Requirements: Update the part of the entries that opens with the line containing "Label sanity check — green" and closes with the end of the entries by replacing "green stem" with "green leaf". Keep everything else unchanged.

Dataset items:
--

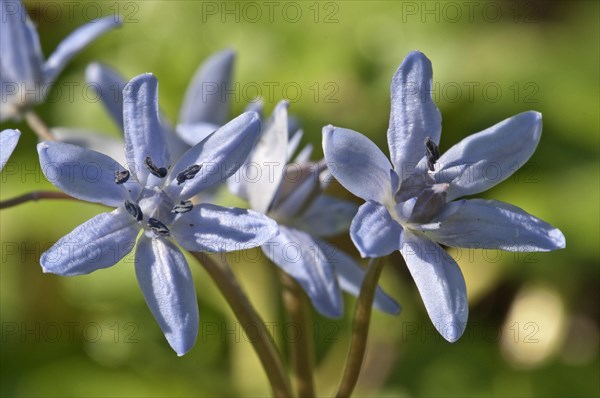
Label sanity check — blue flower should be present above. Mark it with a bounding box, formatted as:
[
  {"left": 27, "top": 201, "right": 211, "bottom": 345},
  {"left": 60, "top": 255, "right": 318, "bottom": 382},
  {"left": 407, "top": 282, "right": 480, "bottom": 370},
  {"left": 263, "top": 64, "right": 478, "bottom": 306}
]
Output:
[
  {"left": 0, "top": 129, "right": 21, "bottom": 170},
  {"left": 323, "top": 52, "right": 565, "bottom": 342},
  {"left": 38, "top": 74, "right": 277, "bottom": 355},
  {"left": 78, "top": 49, "right": 235, "bottom": 154},
  {"left": 227, "top": 101, "right": 400, "bottom": 317},
  {"left": 0, "top": 0, "right": 121, "bottom": 121},
  {"left": 52, "top": 49, "right": 240, "bottom": 202}
]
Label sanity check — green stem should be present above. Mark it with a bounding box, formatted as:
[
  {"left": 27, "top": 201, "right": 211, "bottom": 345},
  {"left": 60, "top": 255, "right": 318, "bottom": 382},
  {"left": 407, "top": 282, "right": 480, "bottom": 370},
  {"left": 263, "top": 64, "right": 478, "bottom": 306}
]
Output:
[
  {"left": 25, "top": 110, "right": 56, "bottom": 141},
  {"left": 336, "top": 258, "right": 383, "bottom": 398},
  {"left": 192, "top": 252, "right": 292, "bottom": 398},
  {"left": 280, "top": 272, "right": 315, "bottom": 398},
  {"left": 0, "top": 191, "right": 78, "bottom": 209}
]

--

Result of the exercise:
Label sanity check — green leaf should be present above. Mark it with a bounding box, formatted as:
[
  {"left": 27, "top": 201, "right": 211, "bottom": 345},
  {"left": 60, "top": 255, "right": 318, "bottom": 382},
  {"left": 407, "top": 282, "right": 480, "bottom": 370},
  {"left": 263, "top": 64, "right": 478, "bottom": 306}
]
Output:
[
  {"left": 25, "top": 110, "right": 56, "bottom": 141},
  {"left": 336, "top": 258, "right": 383, "bottom": 398},
  {"left": 192, "top": 252, "right": 292, "bottom": 398},
  {"left": 280, "top": 272, "right": 315, "bottom": 398},
  {"left": 0, "top": 191, "right": 78, "bottom": 209}
]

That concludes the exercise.